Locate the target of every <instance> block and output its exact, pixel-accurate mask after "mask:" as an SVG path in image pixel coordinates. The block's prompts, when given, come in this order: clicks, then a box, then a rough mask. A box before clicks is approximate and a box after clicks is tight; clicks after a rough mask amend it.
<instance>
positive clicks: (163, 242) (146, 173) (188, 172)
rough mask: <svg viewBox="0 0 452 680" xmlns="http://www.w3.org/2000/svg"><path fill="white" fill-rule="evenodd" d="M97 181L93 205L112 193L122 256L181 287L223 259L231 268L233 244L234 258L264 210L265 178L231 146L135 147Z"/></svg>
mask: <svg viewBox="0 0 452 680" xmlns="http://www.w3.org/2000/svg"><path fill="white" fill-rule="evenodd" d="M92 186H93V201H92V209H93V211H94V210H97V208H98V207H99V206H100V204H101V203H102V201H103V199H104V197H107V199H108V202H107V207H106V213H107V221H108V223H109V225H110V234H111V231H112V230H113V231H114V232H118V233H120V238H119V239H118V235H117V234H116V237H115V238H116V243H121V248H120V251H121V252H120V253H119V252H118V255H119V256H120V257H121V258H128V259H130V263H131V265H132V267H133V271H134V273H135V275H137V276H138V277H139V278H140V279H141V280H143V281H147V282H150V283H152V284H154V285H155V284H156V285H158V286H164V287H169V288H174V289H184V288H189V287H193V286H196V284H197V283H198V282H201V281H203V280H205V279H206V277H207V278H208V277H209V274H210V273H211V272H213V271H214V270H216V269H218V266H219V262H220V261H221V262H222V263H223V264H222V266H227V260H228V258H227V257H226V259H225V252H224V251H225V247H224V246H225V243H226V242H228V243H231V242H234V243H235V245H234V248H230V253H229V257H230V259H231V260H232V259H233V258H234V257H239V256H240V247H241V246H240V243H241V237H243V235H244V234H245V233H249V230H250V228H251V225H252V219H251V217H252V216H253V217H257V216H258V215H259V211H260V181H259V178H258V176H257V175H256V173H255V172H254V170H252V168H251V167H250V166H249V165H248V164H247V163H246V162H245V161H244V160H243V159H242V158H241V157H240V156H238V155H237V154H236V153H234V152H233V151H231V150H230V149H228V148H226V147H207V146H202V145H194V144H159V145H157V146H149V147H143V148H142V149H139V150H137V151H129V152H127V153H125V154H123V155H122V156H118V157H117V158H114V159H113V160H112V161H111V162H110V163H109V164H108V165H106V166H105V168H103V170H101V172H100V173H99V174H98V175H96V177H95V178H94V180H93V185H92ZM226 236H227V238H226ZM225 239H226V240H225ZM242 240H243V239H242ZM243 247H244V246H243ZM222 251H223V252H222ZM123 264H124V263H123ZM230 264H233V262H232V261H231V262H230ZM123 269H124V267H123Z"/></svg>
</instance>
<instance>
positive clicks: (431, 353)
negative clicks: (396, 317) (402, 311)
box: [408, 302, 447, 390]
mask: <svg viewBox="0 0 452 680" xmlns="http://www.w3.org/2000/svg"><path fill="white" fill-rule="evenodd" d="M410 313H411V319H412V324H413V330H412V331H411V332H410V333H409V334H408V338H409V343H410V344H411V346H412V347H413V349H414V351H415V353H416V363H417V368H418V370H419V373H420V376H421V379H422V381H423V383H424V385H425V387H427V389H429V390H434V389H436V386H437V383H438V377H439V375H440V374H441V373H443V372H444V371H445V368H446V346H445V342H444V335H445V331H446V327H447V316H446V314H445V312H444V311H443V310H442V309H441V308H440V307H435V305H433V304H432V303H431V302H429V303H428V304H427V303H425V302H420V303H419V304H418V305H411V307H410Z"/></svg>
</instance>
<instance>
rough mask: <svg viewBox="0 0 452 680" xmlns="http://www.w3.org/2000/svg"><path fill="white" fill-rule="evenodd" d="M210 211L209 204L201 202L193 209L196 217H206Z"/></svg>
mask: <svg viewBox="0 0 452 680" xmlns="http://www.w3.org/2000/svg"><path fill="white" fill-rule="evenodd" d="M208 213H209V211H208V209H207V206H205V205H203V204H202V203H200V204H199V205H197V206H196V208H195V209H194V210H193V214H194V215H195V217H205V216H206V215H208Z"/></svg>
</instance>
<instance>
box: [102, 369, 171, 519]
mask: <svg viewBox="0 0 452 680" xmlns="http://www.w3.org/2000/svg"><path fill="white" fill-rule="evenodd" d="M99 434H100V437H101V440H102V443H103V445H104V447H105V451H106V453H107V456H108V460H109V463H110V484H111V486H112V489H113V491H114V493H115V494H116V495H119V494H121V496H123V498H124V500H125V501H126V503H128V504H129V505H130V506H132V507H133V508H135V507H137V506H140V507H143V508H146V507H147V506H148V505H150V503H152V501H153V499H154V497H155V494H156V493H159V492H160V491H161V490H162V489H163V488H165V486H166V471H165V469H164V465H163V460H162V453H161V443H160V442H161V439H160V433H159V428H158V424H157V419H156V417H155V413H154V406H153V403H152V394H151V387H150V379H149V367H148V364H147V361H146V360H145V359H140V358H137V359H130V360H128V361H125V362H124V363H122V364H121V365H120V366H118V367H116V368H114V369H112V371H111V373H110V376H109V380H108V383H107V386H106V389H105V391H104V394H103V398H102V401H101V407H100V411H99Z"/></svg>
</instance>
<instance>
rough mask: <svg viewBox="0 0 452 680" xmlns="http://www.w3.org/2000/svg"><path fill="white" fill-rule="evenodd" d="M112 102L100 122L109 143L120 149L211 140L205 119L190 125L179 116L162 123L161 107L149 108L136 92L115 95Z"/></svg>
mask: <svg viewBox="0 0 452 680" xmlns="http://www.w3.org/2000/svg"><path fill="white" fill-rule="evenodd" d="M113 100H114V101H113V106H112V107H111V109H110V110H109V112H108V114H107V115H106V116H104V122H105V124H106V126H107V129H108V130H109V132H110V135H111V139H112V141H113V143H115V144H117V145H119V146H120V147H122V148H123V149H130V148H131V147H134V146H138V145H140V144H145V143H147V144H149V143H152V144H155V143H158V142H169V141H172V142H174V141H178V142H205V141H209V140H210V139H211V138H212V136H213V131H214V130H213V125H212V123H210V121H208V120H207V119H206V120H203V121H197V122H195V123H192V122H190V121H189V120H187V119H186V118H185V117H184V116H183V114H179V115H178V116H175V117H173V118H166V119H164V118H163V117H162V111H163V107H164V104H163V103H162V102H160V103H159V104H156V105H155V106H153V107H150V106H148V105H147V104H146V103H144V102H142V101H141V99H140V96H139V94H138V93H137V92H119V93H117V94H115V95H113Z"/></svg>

* * *

→ EXERCISE REQUIREMENTS: Copy each record above so that no word or mark differs.

→ SOLUTION TO THE PROBLEM:
Locate the target of every <instance> block and output its exact, pixel-accurate mask after "mask:" as an SVG path in image pixel coordinates. The block's prompts, when given, come in this order: clicks, then a box, then a rough mask. A box before clicks is approximate and a box after clicks is tight; clicks after a rough mask amend it.
<instance>
positive clicks: (163, 242) (146, 173) (188, 172)
rough mask: <svg viewBox="0 0 452 680" xmlns="http://www.w3.org/2000/svg"><path fill="white" fill-rule="evenodd" d="M97 181L93 205L112 193L122 256L181 287L223 259L231 268L233 244L234 258L264 210L265 178L231 146L135 147Z"/></svg>
mask: <svg viewBox="0 0 452 680" xmlns="http://www.w3.org/2000/svg"><path fill="white" fill-rule="evenodd" d="M92 186H93V201H92V209H93V211H94V210H97V208H98V207H99V206H100V204H101V203H102V201H103V199H104V197H107V199H108V202H107V207H106V213H107V221H108V223H109V225H110V234H111V231H112V230H113V231H114V232H118V233H120V238H119V239H118V235H117V234H116V237H115V238H116V243H121V248H120V251H121V252H120V253H119V252H118V255H119V256H120V257H121V258H128V259H130V263H131V265H132V267H133V271H134V273H135V275H137V276H138V277H139V278H140V279H141V280H143V281H147V282H150V283H152V284H154V285H155V284H156V285H158V286H164V287H169V288H174V289H184V288H189V287H193V286H196V284H197V283H198V282H201V281H203V280H205V279H206V277H207V278H208V277H209V274H210V273H211V272H213V271H214V270H216V269H218V266H219V262H220V261H221V262H222V263H223V264H222V266H227V260H228V258H227V257H226V259H225V252H224V251H225V247H224V246H225V243H226V242H228V243H231V242H234V243H235V245H234V248H230V253H229V257H230V259H231V260H232V259H233V258H234V257H239V256H240V247H241V246H240V243H241V237H243V235H244V234H245V233H249V230H250V228H251V225H252V219H251V217H252V216H253V217H257V216H258V215H259V211H260V181H259V178H258V176H257V175H256V173H255V172H254V170H252V168H251V167H250V166H249V165H248V164H247V163H246V162H245V161H244V160H243V159H242V158H241V157H240V156H238V155H237V154H236V153H234V152H233V151H231V150H230V149H228V148H226V147H207V146H202V145H194V144H159V145H157V146H149V147H143V148H142V149H139V150H137V151H129V152H127V153H125V154H123V155H122V156H118V157H117V158H114V159H113V160H112V161H111V162H110V163H109V164H108V165H106V166H105V168H103V170H101V172H100V173H99V174H98V175H96V177H95V178H94V180H93V185H92ZM226 236H227V238H226ZM225 239H226V240H225ZM242 240H243V239H242ZM243 247H244V246H243ZM222 251H223V252H222ZM123 264H124V263H123ZM230 264H233V262H232V261H231V262H230ZM123 269H124V267H123Z"/></svg>
</instance>
<instance>
positive clicks: (431, 353)
negative clicks: (396, 317) (402, 311)
box: [408, 302, 447, 390]
mask: <svg viewBox="0 0 452 680" xmlns="http://www.w3.org/2000/svg"><path fill="white" fill-rule="evenodd" d="M410 313H411V319H412V324H413V330H412V331H411V332H410V333H409V334H408V338H409V343H410V344H411V346H412V347H413V349H414V351H415V353H416V363H417V368H418V370H419V373H420V376H421V379H422V381H423V383H424V385H425V387H427V389H429V390H434V389H436V386H437V383H438V377H439V375H440V374H441V373H443V372H444V371H445V368H446V346H445V342H444V335H445V331H446V327H447V316H446V314H445V312H444V311H443V310H442V309H441V308H440V307H435V305H433V304H432V303H431V302H429V303H428V304H427V303H425V302H420V303H419V304H418V305H411V307H410Z"/></svg>
</instance>
<instance>
rough mask: <svg viewBox="0 0 452 680" xmlns="http://www.w3.org/2000/svg"><path fill="white" fill-rule="evenodd" d="M210 211L209 204L201 202L193 209L196 217H206Z"/></svg>
mask: <svg viewBox="0 0 452 680" xmlns="http://www.w3.org/2000/svg"><path fill="white" fill-rule="evenodd" d="M208 213H209V211H208V209H207V206H205V205H203V204H202V203H200V204H199V205H197V206H196V208H195V209H194V210H193V214H194V215H195V217H205V216H206V215H208Z"/></svg>
</instance>
<instance>
box: [102, 369, 171, 519]
mask: <svg viewBox="0 0 452 680" xmlns="http://www.w3.org/2000/svg"><path fill="white" fill-rule="evenodd" d="M99 434H100V437H101V440H102V443H103V445H104V447H105V451H106V453H107V456H108V460H109V463H110V484H111V486H112V489H113V491H114V493H115V494H116V495H119V494H121V496H123V498H124V500H125V501H126V503H128V504H129V505H130V506H132V507H133V508H135V507H137V506H140V507H143V508H146V507H147V506H148V505H150V503H152V501H153V499H154V497H155V494H156V493H159V492H160V491H161V490H162V489H163V488H165V486H166V471H165V469H164V465H163V460H162V453H161V443H160V442H161V439H160V433H159V428H158V424H157V419H156V417H155V413H154V406H153V403H152V394H151V387H150V379H149V367H148V364H147V361H146V360H145V359H140V358H137V359H130V360H128V361H125V362H124V363H122V364H121V365H120V366H118V367H116V368H114V369H112V371H111V373H110V376H109V380H108V383H107V386H106V389H105V391H104V394H103V398H102V401H101V407H100V411H99Z"/></svg>
</instance>
<instance>
rough mask: <svg viewBox="0 0 452 680" xmlns="http://www.w3.org/2000/svg"><path fill="white" fill-rule="evenodd" d="M112 102L100 122L109 143L120 149L211 140L205 119L190 125L179 116L162 123L161 107L149 108L136 92L115 95Z"/></svg>
mask: <svg viewBox="0 0 452 680" xmlns="http://www.w3.org/2000/svg"><path fill="white" fill-rule="evenodd" d="M113 100H114V101H113V106H112V107H111V109H110V110H109V112H108V114H107V115H106V116H104V122H105V124H106V126H107V129H108V130H109V132H110V135H111V139H112V141H113V143H115V144H117V145H119V146H120V147H122V148H123V149H130V148H131V147H134V146H138V145H140V144H145V143H147V144H149V143H152V144H155V143H158V142H169V141H172V142H174V141H178V142H205V141H209V140H210V139H211V138H212V136H213V131H214V130H213V125H212V123H210V121H208V120H207V119H206V120H203V121H197V122H195V123H192V122H190V121H189V120H187V119H186V118H185V117H184V116H183V114H179V115H178V116H175V117H173V118H166V119H164V118H163V117H162V111H163V107H164V104H163V103H162V102H160V103H159V104H156V105H155V106H153V107H150V106H148V105H147V104H146V103H144V102H142V101H141V99H140V96H139V94H138V93H137V92H119V93H117V94H115V95H113Z"/></svg>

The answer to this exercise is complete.